● **Records from a point labeling set**
--------

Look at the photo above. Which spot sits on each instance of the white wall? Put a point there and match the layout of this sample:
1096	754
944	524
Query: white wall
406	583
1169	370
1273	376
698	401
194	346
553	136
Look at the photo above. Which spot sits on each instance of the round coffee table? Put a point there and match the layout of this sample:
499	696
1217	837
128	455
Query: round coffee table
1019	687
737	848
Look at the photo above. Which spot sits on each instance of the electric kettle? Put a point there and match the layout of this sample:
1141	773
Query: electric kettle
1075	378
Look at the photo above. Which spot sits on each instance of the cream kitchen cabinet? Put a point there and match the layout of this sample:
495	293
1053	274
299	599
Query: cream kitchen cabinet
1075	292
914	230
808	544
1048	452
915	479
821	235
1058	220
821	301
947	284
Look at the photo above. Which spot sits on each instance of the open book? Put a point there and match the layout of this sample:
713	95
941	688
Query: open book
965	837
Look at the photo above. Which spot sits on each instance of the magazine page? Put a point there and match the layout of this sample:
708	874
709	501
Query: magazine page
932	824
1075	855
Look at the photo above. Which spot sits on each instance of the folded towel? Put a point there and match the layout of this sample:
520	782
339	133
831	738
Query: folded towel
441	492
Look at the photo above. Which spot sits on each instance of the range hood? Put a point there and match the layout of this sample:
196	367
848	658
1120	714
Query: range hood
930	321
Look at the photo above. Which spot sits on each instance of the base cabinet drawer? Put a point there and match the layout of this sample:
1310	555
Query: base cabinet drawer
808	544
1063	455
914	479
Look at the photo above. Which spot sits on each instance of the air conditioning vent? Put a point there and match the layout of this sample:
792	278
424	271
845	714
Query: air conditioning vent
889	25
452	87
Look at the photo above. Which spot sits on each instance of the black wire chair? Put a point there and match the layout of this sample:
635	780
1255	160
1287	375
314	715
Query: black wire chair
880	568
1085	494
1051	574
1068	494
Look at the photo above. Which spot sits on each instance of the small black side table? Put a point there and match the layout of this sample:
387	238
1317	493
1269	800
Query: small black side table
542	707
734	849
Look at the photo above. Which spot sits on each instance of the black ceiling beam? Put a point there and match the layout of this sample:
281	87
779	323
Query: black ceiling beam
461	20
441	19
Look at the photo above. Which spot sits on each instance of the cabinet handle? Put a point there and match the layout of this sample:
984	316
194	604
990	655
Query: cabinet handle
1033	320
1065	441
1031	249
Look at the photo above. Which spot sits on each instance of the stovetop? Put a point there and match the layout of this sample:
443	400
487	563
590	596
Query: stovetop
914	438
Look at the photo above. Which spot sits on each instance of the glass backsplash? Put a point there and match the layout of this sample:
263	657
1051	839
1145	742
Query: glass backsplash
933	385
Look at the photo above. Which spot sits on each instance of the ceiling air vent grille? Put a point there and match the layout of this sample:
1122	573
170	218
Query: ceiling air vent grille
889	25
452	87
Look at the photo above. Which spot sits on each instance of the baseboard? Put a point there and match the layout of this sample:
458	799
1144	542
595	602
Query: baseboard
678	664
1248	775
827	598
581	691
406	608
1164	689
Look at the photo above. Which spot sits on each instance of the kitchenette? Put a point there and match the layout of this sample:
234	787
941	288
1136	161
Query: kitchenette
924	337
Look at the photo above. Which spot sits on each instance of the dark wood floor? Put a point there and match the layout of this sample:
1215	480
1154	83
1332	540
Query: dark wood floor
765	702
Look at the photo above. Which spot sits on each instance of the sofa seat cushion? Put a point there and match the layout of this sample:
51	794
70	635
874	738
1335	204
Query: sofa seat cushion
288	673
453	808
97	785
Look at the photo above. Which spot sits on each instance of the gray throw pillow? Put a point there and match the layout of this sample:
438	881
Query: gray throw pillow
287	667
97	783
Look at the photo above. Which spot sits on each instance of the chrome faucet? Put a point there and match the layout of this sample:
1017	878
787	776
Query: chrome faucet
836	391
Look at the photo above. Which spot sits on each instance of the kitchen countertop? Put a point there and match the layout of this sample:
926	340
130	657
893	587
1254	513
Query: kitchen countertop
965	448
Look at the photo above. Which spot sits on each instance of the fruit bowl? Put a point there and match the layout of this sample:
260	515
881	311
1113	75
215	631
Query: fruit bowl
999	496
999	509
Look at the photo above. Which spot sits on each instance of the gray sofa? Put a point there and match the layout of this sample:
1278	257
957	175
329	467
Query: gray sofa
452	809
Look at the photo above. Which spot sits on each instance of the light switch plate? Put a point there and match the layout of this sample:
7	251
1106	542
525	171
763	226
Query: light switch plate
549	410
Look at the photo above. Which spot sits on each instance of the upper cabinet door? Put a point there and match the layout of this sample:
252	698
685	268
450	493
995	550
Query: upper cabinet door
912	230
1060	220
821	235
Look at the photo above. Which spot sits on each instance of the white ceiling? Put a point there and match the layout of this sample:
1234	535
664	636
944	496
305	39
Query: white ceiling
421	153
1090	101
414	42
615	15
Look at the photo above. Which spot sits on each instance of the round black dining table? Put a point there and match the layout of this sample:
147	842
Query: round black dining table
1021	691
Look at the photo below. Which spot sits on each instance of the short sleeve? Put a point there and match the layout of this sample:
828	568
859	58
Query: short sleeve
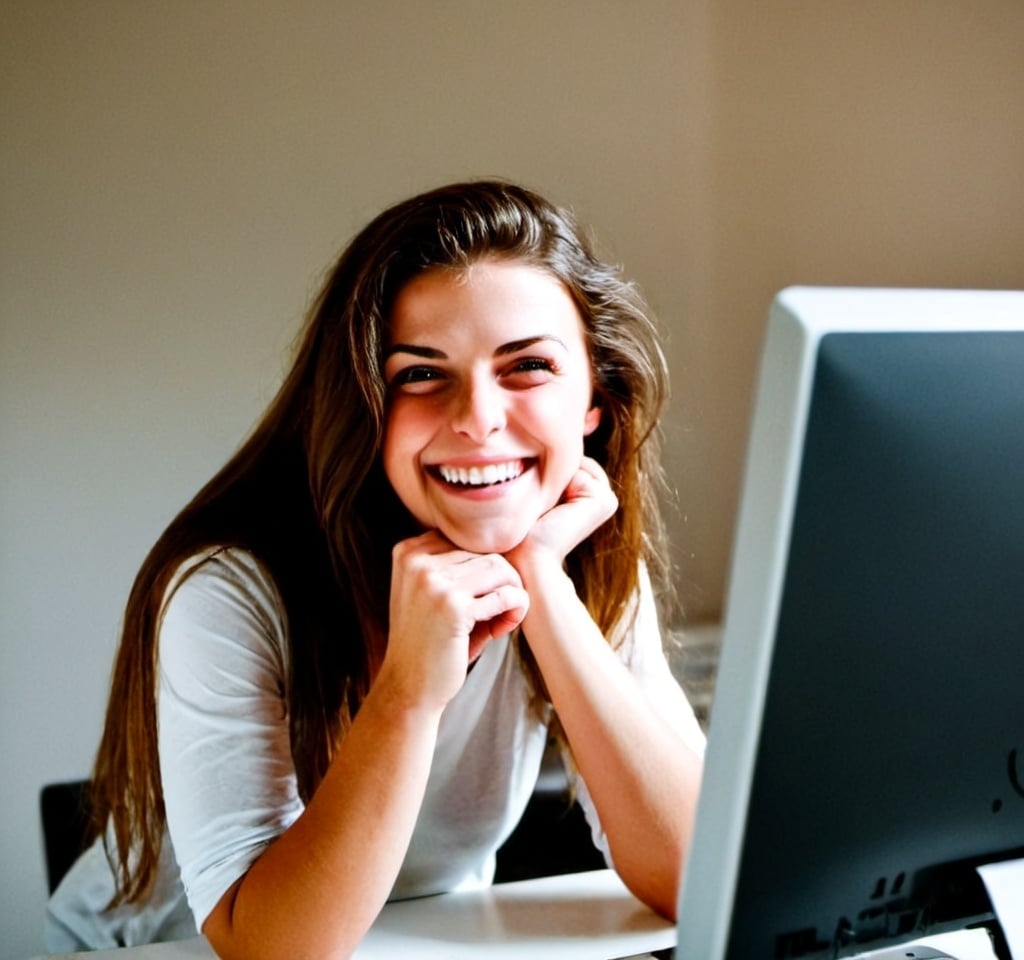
225	761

--------

● **EXERCISE INSTRUCTIONS**
Reproduce all of the material exactly, apart from the pictures.

● **WRITTEN SOLUTION**
Look at the photo above. Which spot sits on each instance of the white wall? Put a point there and match the layout of this sample:
1096	754
944	524
Query: white wall
406	583
1169	370
1273	376
698	401
194	346
553	136
Look at the photo above. Which spot sits on each instance of the round coffee table? Put a point there and match the layout of this sample:
499	696
1217	837
128	455
Query: round coffee table
1019	687
737	848
Look at the photo above. Which spot sits on each instance of the electric kettle? Put a point there and match the layout of this sample:
1141	773
Query: electric kettle
1075	378
Look at the photo above. Which spot sits on each instance of the cream kitchen cabinet? Put a point there and match the layout of this sample:
495	293
1053	274
299	599
Query: cream kitchen cabinet
1075	292
914	230
808	544
1048	452
915	479
821	235
1058	220
821	301
947	284
Look at the photo above. Which spot sits on each instance of the open book? Put a point there and match the layout of this sample:
713	95
941	688
Query: open book
965	837
Look at the photo above. Which spot sits on each instance of the magazine page? Put a point there and match the layout of this sample:
708	874
709	501
Query: magazine page
932	824
1075	855
Look at the photo above. Which spot sits on each instance of the folded towel? Put a point there and match the layout of this sample:
520	782
339	133
831	738
Query: folded towel
441	492
Look at the photo above. Which spot sits on each instance of the range hood? Put a point there and match the layout of this sample:
196	367
848	658
1120	714
Query: range hood
930	321
Look at the photo above. Which spot sits on each instance of the base cabinet drawer? Put a point there and match the layout of this sample:
1310	555
Query: base cabinet drawer
808	544
1063	455
914	479
Look at the photo above. Which spot sits on each instance of the air conditioning vent? Put a point there and match the layout of this sample:
792	278
424	271
845	714
Query: air conditioning vent
889	25
452	87
Look at the photo above. Which spot sits on each instance of the black wire chair? Put a point there and match the layout of this sample:
635	780
1255	160
1287	375
314	715
Query: black wire chair
880	568
1085	494
1051	574
1068	494
Look at the photo above. Which spot sits on each instance of the small black side table? Put a point there and match the layout of this sample:
387	238
1317	493
1269	800
Query: small black side table
542	707
734	849
Look at the photo above. Which spot sits on each instance of the black ceiling beam? Put a point there and match the layout of this sample:
281	87
779	323
Query: black ceiling beam
461	20
441	19
Look at the photo above. Which spot sits on each instance of the cabinet handle? Put a point there and match the layout of this sample:
984	316
194	604
990	655
Query: cabinet handle
1033	320
1065	441
1031	249
Look at the photo above. Which spot sits on each instance of the stovetop? Put a point there and match the layout of this sample:
443	400
487	563
590	596
Query: stovetop
914	438
Look at the photo above. Which spot sits on each instance of the glass backsplash? Put a point there and match the layout of this sample:
263	657
1051	839
1145	742
Query: glass backsplash
933	385
Look at the photo above. Which spot sits on each instance of the ceiling air vent grille? Put a point there and match the layout of this sample:
1122	573
170	218
Query: ceiling air vent grille
889	25
452	87
Look at the photo above. Which spot sits on each instance of the baseboard? Put a point there and match the layout of this sample:
458	799
1144	542
595	602
Query: baseboard
678	664
1248	775
827	598
581	691
406	608
1164	689
Look at the photo above. Which spot sits on each instance of the kitchenette? Put a point there and match the layout of this sample:
234	787
941	288
1136	161
Query: kitchenette
924	337
Look at the photo above. Which spot sits on each instance of the dark wood floor? Put a point there and match the layout of this sample:
1215	480
1154	83
1332	540
Query: dark wood floor
765	702
Look at the photo above. Which spot sits on each instance of the sofa seat cushion? Put a point there and match the layout of this sample:
51	794
70	635
874	738
1335	204
Query: sofa seat cushion
288	673
453	808
97	785
Look at the photo above. Which spot sits on each instance of the gray throw pillow? Put a point there and match the layout of this sample:
438	881
Query: gray throw pillow
287	667
97	783
Look at the photo above. Which spot sits on each instance of the chrome faucet? Put a point there and match the layout of this sample:
1017	878
787	776
Query: chrome faucet
836	391
Look at the photo above. Which spot sits on each instance of the kitchen countertop? Put a point there and match the layout of this sample:
926	340
130	657
893	587
1254	513
Query: kitchen countertop
965	448
Look at the photo above. Which spot sits on each instance of the fruit bowl? Put a point there and match the layout of this sample:
260	515
881	311
1113	75
215	631
Query: fruit bowl
999	496
999	509
Look at the photo above. Which spot sits on each instance of the gray sofa? Put a point there and match the layout of this sample:
1278	257
957	175
329	467
Query: gray sofa
452	809
Look at the photo above. Which spot sits on each instance of the light switch plate? Put a point there and match the layout of this sample:
7	251
1106	542
525	171
763	226
Query: light switch plate
549	410
Look at the photo above. Which spot sits on each instance of the upper cabinet door? Put a point there and match the layout of this sample:
252	698
685	268
450	493
995	550
Query: upper cabinet door
912	230
1060	220
821	235
Look at the photo above. Which spot sits on each instance of the white ceiling? Put a point there and match the layout of this sample:
1234	535
664	636
944	496
305	39
Query: white ceiling
421	153
1090	101
414	42
615	15
Look at the photo above. Which spot sits on each instance of the round black dining table? Put a point there and match the layout of this sample:
147	842
Query: round black dining table
1021	691
Look at the photo below. Which spot sits on each instance of the short sleeve? Put a point there and match the layout of this sample:
828	568
859	58
Query: short sleeve
225	761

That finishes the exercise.